## TRY IT
Your job is to write out each record exactly, leaving none out.

*** Opening THE DATA ***

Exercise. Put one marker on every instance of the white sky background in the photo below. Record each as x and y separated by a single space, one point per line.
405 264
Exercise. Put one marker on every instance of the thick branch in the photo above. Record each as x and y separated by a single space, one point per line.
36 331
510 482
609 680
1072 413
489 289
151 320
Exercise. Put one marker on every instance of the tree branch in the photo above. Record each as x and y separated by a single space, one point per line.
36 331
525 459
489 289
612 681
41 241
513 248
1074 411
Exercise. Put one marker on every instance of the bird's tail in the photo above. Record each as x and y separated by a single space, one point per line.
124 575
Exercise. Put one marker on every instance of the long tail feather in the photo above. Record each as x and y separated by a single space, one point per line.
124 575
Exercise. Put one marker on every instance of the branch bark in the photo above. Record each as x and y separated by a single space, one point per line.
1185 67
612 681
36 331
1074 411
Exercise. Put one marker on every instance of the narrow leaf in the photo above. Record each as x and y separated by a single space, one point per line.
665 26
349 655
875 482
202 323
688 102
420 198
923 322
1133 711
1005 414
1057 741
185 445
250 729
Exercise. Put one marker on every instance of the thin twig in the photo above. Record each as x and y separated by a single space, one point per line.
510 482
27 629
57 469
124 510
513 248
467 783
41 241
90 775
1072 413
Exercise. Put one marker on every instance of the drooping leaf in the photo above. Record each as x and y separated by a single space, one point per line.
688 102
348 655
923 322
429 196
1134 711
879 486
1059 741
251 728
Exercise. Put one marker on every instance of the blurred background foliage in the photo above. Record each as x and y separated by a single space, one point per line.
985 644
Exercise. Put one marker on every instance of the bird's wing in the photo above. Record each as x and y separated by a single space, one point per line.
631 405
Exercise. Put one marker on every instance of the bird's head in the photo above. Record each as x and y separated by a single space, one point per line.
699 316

*** Closing THE DATA ***

## OUTPUT FOR THIS EXERCISE
Exercise. Put one marker on every instance of the white sky background in the photo below. Record each as x and y separated by a single space, one point per line.
405 264
Exercise. Put one marker on every instance of the thick branch in the photo above. Record each as x and y separated by a single space, one point per line.
36 331
510 482
609 680
1072 413
489 289
151 320
Exercise. Put one marker on every instance of the tree branch in the photo above. Record each as x and y separated by a single space, one point per line.
36 331
525 459
489 289
612 681
41 241
513 248
1074 411
Exercise. Put one marker on every instance of the bird's tail in the photo above. Record each as x and y separated by a single space, one point per line.
124 575
Exercise. Put one marker on every instance of the long tail feather in the photo above. Record each as x and y separated by a single space, one point per line.
124 575
Exercise. Put one marker on every instance of the branch bark in the photo above. Record each as x and y separated by a single space, one point per line.
1185 67
612 681
36 331
1074 411
Exercise. Put one marker on every instance of the narrow leaf in the photo above. Record each as x and y separated by a single space, one point per line.
665 26
349 655
875 482
202 323
688 102
420 198
923 322
1133 711
1005 414
1057 741
185 445
250 729
Exercise. Put one marker on every instance of the thin twig in the photo above. Record each as x and y separated by a single space, one point per line.
510 482
27 629
57 469
124 510
513 248
467 783
41 241
90 775
1072 413
Exercise. Put one marker on every instance of the drooping leaf in the photo above. Record each as x and y separated by a single space, one point per line.
688 102
348 655
923 322
429 196
1134 711
879 486
1059 741
251 728
Exercise. Put one marker on every instance of the blurred background foliage in the photo above. Record each as x and y separated by a single space, one point per line.
985 644
Exercise. Put one marker on every instance of the bird's wing in the photo above. Record each as x and y separated by a single space, one point per line.
631 405
Exercise. Put one marker on every instance of the bird's head in the photo above. Record each as x and y separated by a single space, one point per line.
699 316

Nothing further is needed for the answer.